## FRAGMENTO DEL DOCUMENTO
---

En cuanto al nuevo canon musical moderno establecido en el siglo XVIII, es en el concierto, definido a menudo como un ‘diálogo’ entre el solista y la orquesta, donde el nuevo paradigma musical de la modernidad encontró su forma más acabada. Pero más que un ‘diálogo’ galante, en realidad se trataba casi siempre de un enfrentamiento, de una lucha. En efecto el concierto expresa como ninguna otra forma del arte occidental esa idea de la vida como lucha y de las relaciones humanas entendidas como conflicto. La música moderna, al establecer como arquetipo artístico la oposición solista vs. orquesta se convirtió en herramienta óptima para la toma de conciencia por parte del espectador del muy moderno conflicto entre individuo y sociedad, conflicto que articula toda la modernidad occidental y que ya fuera denominado por Jung ‘proceso de individuación’.


El ‘diálogo’ concertístico, como por otra parte la ‘forma sonata’ misma de la que el concierto no es sino su expresión más genuina y desnuda, posee un carácter esencialmente hegeliano: tesis, antítesis y síntesis. La tesis viene definida por el denominado ‘tema masculino’ (A), la antítesis por el denominado ‘tema femenino’ (B) [2] y la síntesis se alcanza al final de un periodo de enfrentamiento entre ambos a lo largo del cual ambos temas se influyen mutuamente viéndose transformados, contorsionados y deformados en mayor o menor grado, viendo alterada su tonalidad –su orden- original, aspecto que es especialmente significativo desde el punto de vista del análisis del discurso. Aunque el tema original (A) –que define la particularidad, la singularidad, de ese sujeto- apenas cambie en sí mismo, se ve transformado y alterado por la lucha con el otro, es decir, el enfrentamiento por parte del sujeto individual por independizarse –liberarse- de la colectividad y destacar sobre ella supone una profunda alteración en él, algo que debe leerse como el tránsito por un camino de individuación plagado de lucha y dolor.

---

## MATERIAL RECOPILADO
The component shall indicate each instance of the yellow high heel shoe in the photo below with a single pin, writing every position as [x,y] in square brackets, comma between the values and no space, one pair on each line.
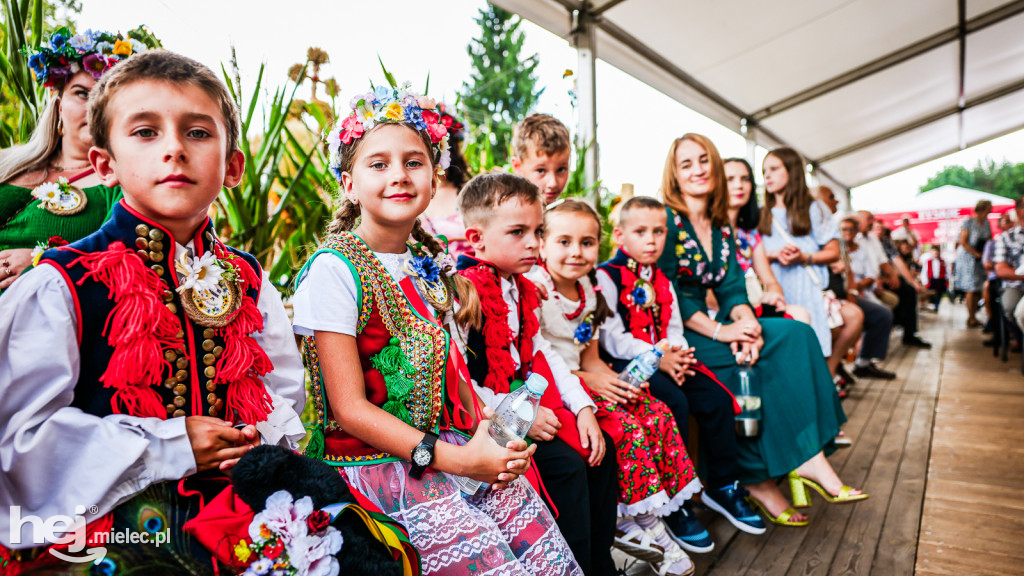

---

## TAREA POR REALIZAR
Transcribe, por favor, el fragmento del documento entre "En cuanto al" y "Jung ‘proceso de individuación’.", ambos incluidos.

## RESPUESTA ESCRITA
En cuanto al nuevo canon musical moderno establecido en el siglo XVIII, es en el concierto, definido a menudo como un ‘diálogo’ entre el solista y la orquesta, donde el nuevo paradigma musical de la modernidad encontró su forma más acabada. Pero más que un ‘diálogo’ galante, en realidad se trataba casi siempre de un enfrentamiento, de una lucha. En efecto el concierto expresa como ninguna otra forma del arte occidental esa idea de la vida como lucha y de las relaciones humanas entendidas como conflicto. La música moderna, al establecer como arquetipo artístico la oposición solista vs. orquesta se convirtió en herramienta óptima para la toma de conciencia por parte del espectador del muy moderno conflicto entre individuo y sociedad, conflicto que articula toda la modernidad occidental y que ya fuera denominado por Jung ‘proceso de individuación’.